**PROBLEMA A RESOLVER**: Copie sem alterações a parte do trecho sobre Robert Krueger que começa em "Todo o trabalho" e termina em "índia também escravizada.".

----- TRECHO FORNECIDO

Ele conhece como poucos a obra de Guimarães Rosa, inclusive desbravou as Gerais percorrendo todo o caminho do Grande Sertão Veredas. Encenou peças clássicas da dramaturgia brasileira, como Morte e vida severina, O pagador de promessas e Eles não usam black-tie e chegou a trabalhar ao lado de um dos papas das artes cênicas, Augusto Boal. Além disso, alfabetizou trabalhadores rurais no interior da Bahia, utilizando o método do mestre Paulo Freire e se prepara agora para concluir um trabalho inédito sobre os primeiros autores negros do país. É um trabalho interessante e se torna ainda mais peculiar por um detalhe: o protagonista de todos esses feitos é um norte-americano que vive no estado de Iowa, no Centro-Oeste dos Estados Unidos. Entretanto, é um apaixonado pelo Brasil. Robert Krueger, 67 anos, esteve recentemente em Brasília e recebeu o Correio para falar dessa pesquisa sobre narrativas e textos de escravos brasileiros.
Todo o trabalho começou há 28 anos quando Robert, que é um brasilianista (estrangeiro especialista em Brasil) e professor de português e espanhol em universidades norte-americanas, resolveu desenvolver uma coletânea com a mulher, Alida Bakuzis, também uma especialista em língua hispânica e lusa, reunindo narrativas e textos de escravos brasileiros. Entre os destaques estão documentos sobre uma santa negra e um outro datado de 1558 abordando a castidade de uma índia também escravizada.
Ele lembra que já foram publicados escritos nesse sentido no Brasil, mas textos dispersos encontrados por historiadores e pesquisadores. “Um historiador aqui, outro ali conseguiram alguma coisa nesse sentido e, na maioria das vezes, publicaram só fragmentos. Nós temos a única coletânea desse assunto e ainda temos a intenção de fazer uma antologia bilíngue. Alguns documentos antigos foram realmente escritos pelos escravos, uma raridade, já que a maioria era analfabeta, outros são testamentos ou até testemunhos orais, inclusive, depoimentos colhidos, muitas vezes, sob tortura”, revela.

----------
----- EXCERTOS DE DADOS

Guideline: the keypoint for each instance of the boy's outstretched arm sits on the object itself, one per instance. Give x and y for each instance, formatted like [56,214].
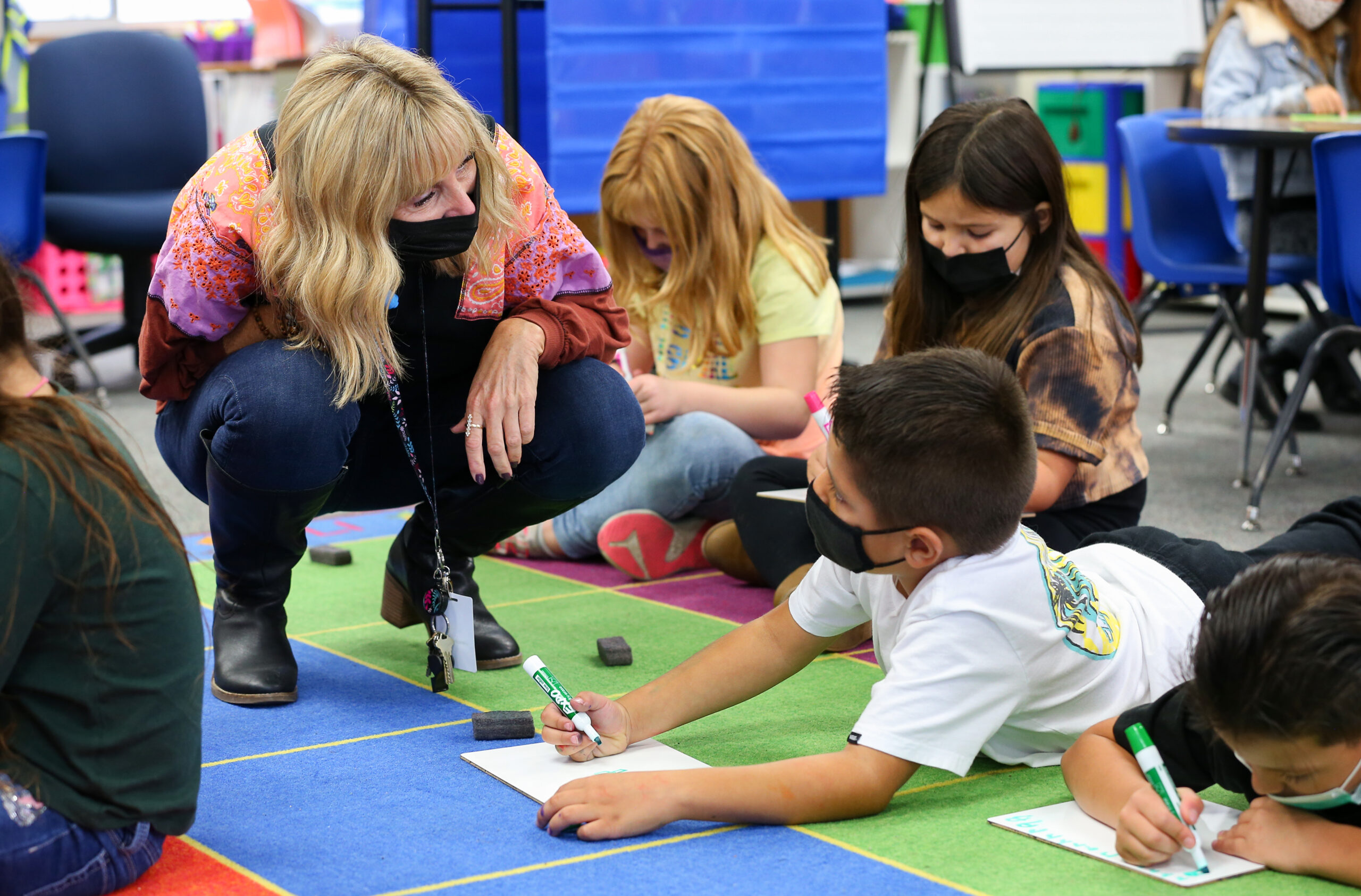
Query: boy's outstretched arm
[1108,785]
[735,668]
[855,782]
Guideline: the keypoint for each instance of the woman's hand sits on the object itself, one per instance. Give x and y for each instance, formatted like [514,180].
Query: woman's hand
[1325,100]
[501,399]
[659,399]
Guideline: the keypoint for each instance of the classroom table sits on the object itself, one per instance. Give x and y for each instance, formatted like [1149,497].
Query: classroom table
[1266,135]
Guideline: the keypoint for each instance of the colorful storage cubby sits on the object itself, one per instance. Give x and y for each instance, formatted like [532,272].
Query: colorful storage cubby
[1081,120]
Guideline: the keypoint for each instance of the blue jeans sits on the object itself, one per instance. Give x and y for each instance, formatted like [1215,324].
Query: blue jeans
[56,857]
[267,414]
[685,471]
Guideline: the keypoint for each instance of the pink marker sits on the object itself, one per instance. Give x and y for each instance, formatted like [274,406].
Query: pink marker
[820,412]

----------

**RESULTADO**:
Todo o trabalho começou há 28 anos quando Robert, que é um brasilianista (estrangeiro especialista em Brasil) e professor de português e espanhol em universidades norte-americanas, resolveu desenvolver uma coletânea com a mulher, Alida Bakuzis, também uma especialista em língua hispânica e lusa, reunindo narrativas e textos de escravos brasileiros. Entre os destaques estão documentos sobre uma santa negra e um outro datado de 1558 abordando a castidade de uma índia também escravizada.